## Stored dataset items
>>>>
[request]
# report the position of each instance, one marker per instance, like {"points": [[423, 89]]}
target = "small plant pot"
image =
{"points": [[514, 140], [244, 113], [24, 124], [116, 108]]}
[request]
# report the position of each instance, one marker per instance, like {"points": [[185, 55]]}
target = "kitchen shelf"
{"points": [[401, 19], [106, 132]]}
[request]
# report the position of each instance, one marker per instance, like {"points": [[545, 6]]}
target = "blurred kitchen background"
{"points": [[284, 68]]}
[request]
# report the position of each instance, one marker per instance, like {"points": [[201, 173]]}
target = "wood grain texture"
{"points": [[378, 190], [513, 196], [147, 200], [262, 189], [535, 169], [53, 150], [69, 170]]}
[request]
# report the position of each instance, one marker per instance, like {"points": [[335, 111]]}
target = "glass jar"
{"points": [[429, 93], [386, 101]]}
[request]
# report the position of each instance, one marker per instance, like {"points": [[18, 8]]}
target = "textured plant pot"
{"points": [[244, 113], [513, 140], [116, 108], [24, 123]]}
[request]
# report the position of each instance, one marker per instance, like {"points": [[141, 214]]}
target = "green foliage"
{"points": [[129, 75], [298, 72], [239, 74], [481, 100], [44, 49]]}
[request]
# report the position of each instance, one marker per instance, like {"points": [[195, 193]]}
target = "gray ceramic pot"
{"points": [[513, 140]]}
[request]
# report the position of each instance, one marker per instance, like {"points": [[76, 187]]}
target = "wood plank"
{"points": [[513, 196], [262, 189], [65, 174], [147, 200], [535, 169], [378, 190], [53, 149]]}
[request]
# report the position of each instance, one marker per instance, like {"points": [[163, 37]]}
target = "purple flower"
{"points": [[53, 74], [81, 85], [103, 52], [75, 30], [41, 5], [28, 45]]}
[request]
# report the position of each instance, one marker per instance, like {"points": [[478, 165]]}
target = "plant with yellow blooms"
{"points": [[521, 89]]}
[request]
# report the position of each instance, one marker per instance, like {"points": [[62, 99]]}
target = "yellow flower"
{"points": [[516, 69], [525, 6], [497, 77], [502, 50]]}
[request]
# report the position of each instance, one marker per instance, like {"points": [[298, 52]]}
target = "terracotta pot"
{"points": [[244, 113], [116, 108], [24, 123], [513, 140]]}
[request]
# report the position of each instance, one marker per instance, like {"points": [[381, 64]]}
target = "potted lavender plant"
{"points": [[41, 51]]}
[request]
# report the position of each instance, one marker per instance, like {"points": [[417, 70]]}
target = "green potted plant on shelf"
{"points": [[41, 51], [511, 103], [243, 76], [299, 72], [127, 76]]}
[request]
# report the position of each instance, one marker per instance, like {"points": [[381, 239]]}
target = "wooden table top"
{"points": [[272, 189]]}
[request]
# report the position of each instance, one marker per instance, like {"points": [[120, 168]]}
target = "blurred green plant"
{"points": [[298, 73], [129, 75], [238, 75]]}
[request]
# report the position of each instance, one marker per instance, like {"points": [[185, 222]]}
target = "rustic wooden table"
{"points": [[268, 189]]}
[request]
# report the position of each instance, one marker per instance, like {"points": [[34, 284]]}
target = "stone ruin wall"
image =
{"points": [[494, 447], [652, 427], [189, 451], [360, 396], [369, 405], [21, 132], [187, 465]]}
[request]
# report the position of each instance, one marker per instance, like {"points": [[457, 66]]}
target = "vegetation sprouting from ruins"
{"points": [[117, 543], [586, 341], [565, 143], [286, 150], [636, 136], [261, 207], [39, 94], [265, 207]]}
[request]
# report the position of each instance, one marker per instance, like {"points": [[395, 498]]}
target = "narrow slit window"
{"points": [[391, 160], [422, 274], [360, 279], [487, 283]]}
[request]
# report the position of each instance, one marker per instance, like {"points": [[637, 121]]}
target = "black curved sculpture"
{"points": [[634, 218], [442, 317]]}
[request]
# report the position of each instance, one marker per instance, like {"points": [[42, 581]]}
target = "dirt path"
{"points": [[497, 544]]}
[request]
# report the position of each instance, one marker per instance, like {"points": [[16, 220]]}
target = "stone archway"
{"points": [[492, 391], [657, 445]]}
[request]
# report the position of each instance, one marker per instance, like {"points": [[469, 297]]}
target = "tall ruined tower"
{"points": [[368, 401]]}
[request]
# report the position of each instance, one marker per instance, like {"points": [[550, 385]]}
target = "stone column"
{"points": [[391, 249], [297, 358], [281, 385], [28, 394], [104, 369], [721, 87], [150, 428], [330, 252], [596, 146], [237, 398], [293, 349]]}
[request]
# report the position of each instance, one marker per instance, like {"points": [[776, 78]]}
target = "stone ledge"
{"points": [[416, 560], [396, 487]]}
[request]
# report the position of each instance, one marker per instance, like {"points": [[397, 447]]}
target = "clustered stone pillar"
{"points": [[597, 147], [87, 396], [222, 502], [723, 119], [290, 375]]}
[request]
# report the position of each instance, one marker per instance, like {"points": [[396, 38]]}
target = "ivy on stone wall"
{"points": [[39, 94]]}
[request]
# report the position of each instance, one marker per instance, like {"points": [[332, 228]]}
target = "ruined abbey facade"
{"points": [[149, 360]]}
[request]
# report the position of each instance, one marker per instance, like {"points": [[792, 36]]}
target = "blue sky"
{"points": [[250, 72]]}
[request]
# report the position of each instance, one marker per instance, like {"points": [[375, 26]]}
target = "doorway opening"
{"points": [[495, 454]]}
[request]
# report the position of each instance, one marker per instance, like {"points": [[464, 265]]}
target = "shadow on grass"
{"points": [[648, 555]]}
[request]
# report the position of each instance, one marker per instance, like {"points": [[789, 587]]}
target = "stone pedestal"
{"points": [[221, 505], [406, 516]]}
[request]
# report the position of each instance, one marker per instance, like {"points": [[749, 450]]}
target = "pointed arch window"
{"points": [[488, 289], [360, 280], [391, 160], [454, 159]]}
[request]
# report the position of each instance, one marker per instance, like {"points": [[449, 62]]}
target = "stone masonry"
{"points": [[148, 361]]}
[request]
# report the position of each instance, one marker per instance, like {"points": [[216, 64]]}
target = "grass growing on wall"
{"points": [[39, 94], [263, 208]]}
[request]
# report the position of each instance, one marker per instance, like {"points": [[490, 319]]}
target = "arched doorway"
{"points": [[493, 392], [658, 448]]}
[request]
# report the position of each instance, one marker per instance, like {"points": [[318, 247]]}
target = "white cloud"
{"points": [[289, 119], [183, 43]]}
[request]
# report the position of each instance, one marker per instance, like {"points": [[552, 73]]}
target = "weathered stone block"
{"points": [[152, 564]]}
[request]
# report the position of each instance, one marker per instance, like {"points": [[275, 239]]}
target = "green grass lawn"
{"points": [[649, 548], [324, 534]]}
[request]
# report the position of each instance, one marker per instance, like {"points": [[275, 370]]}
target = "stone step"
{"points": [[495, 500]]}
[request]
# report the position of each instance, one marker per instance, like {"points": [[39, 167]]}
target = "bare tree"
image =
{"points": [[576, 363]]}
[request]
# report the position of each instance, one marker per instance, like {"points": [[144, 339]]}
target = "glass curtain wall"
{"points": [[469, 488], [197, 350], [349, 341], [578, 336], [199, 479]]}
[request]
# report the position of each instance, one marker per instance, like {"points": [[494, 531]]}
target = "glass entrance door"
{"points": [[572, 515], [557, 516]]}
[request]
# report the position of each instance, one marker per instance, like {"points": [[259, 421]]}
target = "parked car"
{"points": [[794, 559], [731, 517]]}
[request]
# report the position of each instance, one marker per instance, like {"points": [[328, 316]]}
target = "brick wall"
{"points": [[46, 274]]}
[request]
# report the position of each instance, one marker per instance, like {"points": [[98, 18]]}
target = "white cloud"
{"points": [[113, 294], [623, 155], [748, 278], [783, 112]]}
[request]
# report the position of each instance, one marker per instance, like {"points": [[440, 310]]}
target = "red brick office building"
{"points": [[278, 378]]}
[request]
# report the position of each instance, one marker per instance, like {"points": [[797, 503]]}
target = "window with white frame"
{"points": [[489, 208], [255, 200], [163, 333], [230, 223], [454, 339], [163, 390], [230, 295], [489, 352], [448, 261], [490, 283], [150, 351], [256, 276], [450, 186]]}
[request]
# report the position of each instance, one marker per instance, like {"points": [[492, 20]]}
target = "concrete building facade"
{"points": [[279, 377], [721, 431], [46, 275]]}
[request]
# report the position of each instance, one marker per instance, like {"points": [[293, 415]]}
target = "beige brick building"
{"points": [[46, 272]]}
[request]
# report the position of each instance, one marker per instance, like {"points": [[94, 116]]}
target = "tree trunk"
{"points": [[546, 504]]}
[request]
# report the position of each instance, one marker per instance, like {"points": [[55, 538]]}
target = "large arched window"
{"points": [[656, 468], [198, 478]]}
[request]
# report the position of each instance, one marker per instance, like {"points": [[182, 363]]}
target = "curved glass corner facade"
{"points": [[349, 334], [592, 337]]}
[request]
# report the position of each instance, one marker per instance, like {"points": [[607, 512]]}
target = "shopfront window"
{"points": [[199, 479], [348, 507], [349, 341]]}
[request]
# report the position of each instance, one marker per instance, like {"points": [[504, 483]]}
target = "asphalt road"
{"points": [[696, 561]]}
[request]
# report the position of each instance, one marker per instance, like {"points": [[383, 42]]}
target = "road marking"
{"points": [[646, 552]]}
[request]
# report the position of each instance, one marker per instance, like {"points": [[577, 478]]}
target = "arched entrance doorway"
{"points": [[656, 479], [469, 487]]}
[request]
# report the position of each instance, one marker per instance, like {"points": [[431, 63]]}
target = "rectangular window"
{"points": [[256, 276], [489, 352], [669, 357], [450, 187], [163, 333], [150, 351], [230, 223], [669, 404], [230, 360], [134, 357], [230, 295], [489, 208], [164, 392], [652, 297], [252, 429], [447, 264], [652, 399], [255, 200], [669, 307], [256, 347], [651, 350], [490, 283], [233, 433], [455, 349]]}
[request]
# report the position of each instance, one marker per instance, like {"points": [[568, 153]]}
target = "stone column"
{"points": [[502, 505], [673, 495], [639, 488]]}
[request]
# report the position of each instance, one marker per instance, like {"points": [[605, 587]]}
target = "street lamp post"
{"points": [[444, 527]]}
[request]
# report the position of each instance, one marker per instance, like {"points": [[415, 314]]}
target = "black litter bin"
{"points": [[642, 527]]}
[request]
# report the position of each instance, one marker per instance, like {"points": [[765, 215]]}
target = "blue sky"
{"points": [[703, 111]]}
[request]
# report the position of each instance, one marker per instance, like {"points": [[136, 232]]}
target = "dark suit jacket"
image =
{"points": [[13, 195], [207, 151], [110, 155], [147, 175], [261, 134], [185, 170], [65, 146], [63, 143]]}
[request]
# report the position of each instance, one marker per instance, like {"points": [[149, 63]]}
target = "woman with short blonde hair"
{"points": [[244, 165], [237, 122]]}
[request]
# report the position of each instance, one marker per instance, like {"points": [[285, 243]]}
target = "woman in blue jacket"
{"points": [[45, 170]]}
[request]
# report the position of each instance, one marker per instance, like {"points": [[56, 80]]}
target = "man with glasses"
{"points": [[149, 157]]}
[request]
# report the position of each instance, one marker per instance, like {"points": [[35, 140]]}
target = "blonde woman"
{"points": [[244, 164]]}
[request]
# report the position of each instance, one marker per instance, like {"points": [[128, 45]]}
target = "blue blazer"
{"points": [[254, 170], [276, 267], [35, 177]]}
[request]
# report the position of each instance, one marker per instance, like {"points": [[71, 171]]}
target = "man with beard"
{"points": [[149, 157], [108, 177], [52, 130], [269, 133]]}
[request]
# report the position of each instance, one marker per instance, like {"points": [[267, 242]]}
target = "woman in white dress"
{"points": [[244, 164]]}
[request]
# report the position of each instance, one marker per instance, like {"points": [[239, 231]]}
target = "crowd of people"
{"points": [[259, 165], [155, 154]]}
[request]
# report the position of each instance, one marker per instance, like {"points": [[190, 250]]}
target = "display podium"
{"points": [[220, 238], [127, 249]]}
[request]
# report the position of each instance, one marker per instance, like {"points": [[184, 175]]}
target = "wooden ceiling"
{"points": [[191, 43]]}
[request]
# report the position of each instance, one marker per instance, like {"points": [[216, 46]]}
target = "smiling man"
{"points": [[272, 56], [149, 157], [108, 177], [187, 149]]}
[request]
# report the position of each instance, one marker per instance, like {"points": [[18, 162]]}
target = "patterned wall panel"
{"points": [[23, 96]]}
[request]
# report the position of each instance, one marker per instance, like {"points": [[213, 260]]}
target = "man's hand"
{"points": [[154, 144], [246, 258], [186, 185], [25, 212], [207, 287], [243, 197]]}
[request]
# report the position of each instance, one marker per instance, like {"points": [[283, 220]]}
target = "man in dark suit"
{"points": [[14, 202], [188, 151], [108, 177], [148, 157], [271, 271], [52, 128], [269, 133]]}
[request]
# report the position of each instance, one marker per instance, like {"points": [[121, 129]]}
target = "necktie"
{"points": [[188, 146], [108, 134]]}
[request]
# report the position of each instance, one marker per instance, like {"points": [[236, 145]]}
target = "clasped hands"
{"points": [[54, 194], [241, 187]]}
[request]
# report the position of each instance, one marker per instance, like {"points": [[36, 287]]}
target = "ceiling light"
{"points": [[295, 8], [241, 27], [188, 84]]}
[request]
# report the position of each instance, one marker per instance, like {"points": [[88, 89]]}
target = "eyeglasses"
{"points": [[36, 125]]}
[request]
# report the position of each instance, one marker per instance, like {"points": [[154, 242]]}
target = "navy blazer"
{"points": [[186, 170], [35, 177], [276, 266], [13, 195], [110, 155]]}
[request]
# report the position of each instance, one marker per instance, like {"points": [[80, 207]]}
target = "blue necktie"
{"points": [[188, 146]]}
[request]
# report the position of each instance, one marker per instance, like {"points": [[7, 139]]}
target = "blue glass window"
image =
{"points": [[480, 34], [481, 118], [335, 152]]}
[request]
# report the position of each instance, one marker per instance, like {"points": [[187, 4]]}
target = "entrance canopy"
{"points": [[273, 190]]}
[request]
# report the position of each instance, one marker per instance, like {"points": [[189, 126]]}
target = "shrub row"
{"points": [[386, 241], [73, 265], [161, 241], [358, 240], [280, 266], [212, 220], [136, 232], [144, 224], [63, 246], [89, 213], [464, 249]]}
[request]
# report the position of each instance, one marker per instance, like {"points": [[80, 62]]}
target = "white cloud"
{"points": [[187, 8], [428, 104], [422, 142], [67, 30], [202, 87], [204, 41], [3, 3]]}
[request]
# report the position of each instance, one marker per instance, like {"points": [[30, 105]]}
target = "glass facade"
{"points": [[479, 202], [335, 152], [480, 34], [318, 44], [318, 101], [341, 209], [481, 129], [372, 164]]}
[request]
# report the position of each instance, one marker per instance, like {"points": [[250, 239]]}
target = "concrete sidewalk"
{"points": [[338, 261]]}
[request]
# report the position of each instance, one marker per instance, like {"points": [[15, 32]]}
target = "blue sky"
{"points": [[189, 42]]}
<<<<
## Short problem
Count the lines in the items above that contain the string "blue", treating uppercase and lowercase as different. Give only the number.

## Solved problem
7